Work task = Output the lines below from the one containing "Place one point per instance of the winglet." through the end of the listing, inclusive, exactly as they appear, and nothing further.
__________________________________________________
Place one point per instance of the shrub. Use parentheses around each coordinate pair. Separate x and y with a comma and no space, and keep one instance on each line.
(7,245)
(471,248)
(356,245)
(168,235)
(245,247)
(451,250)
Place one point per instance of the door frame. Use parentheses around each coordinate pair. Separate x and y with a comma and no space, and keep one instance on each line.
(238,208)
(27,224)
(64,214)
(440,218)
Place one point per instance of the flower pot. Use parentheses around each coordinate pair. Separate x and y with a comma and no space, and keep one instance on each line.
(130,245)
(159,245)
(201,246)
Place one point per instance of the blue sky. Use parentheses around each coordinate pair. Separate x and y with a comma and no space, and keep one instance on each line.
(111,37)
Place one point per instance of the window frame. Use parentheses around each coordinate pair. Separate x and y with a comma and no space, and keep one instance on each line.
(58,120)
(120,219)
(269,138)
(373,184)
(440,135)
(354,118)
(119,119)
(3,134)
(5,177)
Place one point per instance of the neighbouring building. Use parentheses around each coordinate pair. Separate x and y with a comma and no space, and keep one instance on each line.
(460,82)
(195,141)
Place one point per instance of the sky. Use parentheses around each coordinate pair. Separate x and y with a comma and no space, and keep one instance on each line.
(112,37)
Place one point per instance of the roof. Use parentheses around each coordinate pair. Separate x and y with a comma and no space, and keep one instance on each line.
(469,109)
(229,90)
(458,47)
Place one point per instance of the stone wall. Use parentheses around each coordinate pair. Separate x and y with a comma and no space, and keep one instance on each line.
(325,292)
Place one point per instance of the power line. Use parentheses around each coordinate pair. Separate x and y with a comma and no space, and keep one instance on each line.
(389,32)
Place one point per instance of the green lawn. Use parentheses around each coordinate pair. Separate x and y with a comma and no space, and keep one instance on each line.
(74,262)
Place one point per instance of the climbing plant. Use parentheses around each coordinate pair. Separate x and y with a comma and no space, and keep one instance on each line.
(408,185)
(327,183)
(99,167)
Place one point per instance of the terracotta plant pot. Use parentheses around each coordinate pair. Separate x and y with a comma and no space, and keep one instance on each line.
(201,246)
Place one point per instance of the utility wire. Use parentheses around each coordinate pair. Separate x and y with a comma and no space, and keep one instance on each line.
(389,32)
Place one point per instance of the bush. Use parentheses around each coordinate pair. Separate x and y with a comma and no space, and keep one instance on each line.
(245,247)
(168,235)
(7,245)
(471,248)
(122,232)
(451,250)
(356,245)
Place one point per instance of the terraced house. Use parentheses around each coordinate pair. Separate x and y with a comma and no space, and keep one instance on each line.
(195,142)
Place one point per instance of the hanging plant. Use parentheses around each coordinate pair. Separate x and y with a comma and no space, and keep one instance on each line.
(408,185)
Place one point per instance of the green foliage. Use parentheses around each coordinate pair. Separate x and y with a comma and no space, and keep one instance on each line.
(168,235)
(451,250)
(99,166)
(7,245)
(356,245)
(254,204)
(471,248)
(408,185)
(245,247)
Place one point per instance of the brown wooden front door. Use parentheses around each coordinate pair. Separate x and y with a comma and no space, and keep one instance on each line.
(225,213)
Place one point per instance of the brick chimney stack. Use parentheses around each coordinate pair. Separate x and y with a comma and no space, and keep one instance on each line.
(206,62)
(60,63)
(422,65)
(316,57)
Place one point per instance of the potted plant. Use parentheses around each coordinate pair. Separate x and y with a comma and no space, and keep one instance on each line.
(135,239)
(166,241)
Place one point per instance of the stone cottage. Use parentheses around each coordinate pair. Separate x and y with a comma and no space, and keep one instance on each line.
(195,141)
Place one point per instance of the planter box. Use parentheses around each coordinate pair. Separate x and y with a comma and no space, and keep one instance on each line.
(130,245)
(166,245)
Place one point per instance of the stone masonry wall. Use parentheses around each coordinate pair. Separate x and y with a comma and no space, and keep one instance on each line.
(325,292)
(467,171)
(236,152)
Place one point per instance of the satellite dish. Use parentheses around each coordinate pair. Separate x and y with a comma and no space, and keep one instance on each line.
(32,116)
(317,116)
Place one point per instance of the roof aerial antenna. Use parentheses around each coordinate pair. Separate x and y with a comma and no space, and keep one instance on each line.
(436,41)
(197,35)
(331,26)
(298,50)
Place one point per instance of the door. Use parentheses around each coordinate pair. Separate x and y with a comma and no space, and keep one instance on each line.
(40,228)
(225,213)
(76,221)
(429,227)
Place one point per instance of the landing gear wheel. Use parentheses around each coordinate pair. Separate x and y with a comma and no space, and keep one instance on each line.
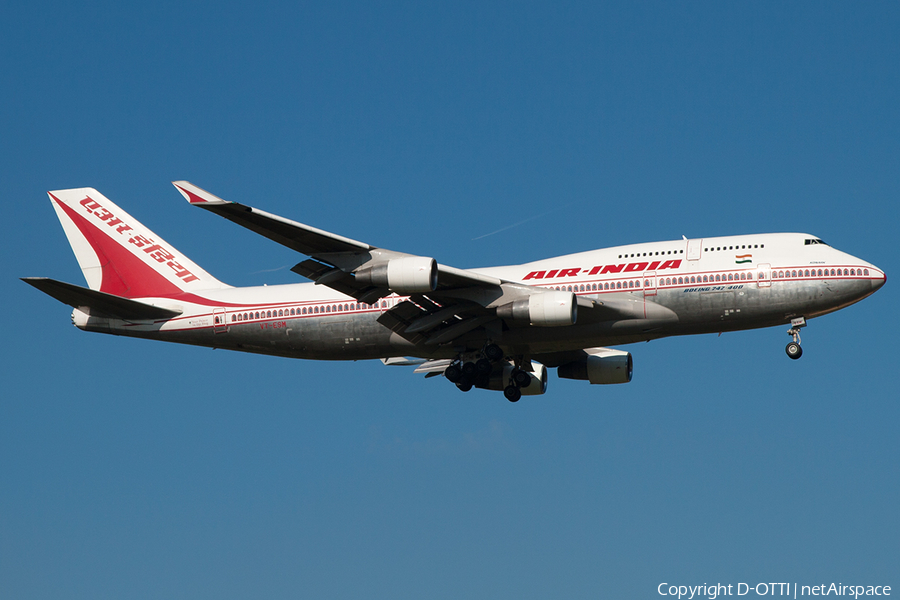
(521,378)
(493,352)
(512,393)
(453,373)
(483,366)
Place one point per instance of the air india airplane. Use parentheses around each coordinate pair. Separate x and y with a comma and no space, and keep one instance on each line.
(497,328)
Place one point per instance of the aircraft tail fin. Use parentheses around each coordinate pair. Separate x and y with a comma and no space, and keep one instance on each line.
(120,256)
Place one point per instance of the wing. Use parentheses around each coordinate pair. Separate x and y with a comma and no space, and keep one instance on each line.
(446,305)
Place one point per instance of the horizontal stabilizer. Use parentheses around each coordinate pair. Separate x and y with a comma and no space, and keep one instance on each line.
(100,302)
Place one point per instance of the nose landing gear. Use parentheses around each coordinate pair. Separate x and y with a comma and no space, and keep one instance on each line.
(793,349)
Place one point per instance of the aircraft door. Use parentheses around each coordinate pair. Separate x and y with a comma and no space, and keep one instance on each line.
(649,283)
(220,325)
(694,247)
(764,275)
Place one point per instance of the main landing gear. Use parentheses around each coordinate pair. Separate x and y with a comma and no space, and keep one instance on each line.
(793,349)
(475,370)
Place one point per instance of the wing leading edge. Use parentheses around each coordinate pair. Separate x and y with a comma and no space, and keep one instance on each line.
(446,304)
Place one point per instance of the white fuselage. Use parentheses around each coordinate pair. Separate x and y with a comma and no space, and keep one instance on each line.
(670,288)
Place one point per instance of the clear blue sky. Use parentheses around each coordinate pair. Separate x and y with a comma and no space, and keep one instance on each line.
(135,469)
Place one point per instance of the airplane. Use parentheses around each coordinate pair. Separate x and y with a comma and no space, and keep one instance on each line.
(497,328)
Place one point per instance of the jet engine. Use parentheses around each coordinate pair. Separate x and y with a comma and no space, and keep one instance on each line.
(502,377)
(407,275)
(545,309)
(602,365)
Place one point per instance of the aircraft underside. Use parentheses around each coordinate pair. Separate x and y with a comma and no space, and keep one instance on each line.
(498,328)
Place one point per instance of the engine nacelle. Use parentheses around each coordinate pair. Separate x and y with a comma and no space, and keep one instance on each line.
(600,366)
(407,275)
(545,309)
(502,377)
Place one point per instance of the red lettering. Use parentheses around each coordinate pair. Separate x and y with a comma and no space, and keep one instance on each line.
(139,241)
(90,204)
(671,264)
(159,254)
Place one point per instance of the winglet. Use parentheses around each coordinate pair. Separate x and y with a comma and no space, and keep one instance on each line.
(196,195)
__________________________________________________
Solution to this exercise =
Place one point per instance of the winglet. Use parentheses around each coordinate pair. Separate x and y with a comma and no space, and keep one instance on each line.
(196,195)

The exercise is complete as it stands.